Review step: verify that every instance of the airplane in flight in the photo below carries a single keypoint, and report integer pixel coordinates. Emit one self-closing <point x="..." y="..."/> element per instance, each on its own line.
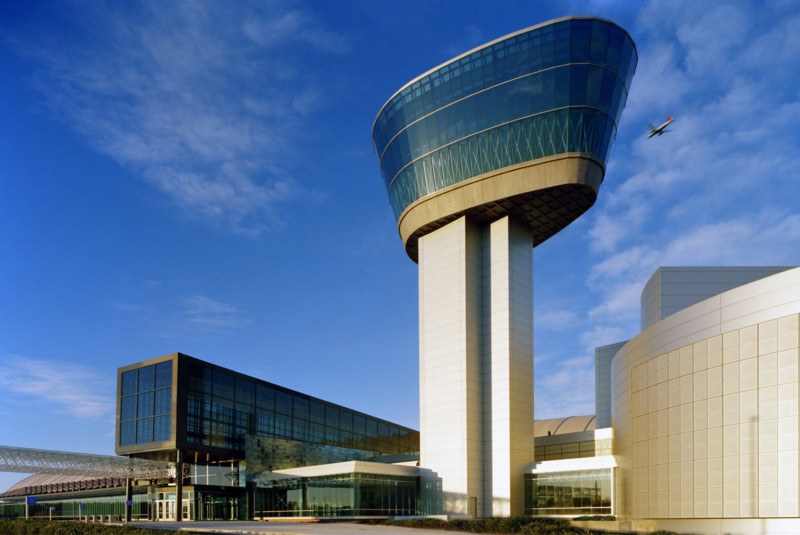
<point x="658" y="130"/>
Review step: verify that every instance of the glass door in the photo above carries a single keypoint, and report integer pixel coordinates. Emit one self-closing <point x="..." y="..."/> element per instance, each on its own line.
<point x="165" y="506"/>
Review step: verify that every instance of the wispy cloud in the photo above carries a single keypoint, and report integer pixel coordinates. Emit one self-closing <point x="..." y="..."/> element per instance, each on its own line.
<point x="201" y="100"/>
<point x="471" y="37"/>
<point x="71" y="389"/>
<point x="556" y="319"/>
<point x="204" y="313"/>
<point x="721" y="188"/>
<point x="566" y="390"/>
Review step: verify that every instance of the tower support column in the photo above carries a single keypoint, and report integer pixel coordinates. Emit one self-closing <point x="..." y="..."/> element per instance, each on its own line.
<point x="476" y="365"/>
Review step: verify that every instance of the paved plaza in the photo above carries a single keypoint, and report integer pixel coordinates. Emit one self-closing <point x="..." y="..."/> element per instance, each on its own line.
<point x="290" y="528"/>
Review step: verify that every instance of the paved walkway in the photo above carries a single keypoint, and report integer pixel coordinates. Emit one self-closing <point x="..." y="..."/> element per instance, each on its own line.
<point x="290" y="528"/>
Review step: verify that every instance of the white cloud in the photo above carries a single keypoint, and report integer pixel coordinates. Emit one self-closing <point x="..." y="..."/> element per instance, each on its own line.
<point x="721" y="188"/>
<point x="201" y="312"/>
<point x="556" y="319"/>
<point x="200" y="100"/>
<point x="72" y="389"/>
<point x="566" y="390"/>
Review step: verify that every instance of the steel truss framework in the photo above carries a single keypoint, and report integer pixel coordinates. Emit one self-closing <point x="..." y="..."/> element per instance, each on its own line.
<point x="35" y="461"/>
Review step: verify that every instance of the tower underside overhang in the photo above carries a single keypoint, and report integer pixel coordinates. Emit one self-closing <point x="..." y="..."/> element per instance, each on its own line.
<point x="546" y="195"/>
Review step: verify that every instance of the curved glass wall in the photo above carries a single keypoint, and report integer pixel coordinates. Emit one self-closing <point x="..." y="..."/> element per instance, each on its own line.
<point x="549" y="90"/>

◆ **Task statement**
For the span from the line containing "Review step: verify that every instance of the paved walkway" through the last line of the entries above, transcribe each line exactly and leave out everything else.

◆ **Output for this task**
Review step: verify that every instance of the paved walkway in the photo above carries a single keypoint, and report integer pixel coordinates. Emit one self-closing <point x="..." y="..."/> element per instance, each on its own line.
<point x="290" y="528"/>
Review step: verify that every instance of the white cloud in the photo above carries a single keypoint, and report integer pixel coordinates. Emit one self-closing <point x="..." y="..."/> element per instance, each on its own line.
<point x="721" y="188"/>
<point x="201" y="312"/>
<point x="556" y="319"/>
<point x="200" y="100"/>
<point x="72" y="389"/>
<point x="566" y="390"/>
Review step: verify that every instance of the steel truss framework in the photo above carries a single keypoint, and report integer pixel coordinates. Emit one self-closing <point x="..." y="..."/> element per instance, each on its own line.
<point x="35" y="461"/>
Review step: verify that every instance of the tower underside overhang in the photo above carries a single keypoint, and report integer pixel coordinates. Emit one self-closing <point x="..." y="..."/> element per instance, each on its own line.
<point x="546" y="195"/>
Review step: verify that every instance of the curved glass wall in the photo above carries a single keypoint, and report integer pixel coordinates. Emit one self-closing <point x="..." y="..."/> element per instance, each on its own line.
<point x="549" y="90"/>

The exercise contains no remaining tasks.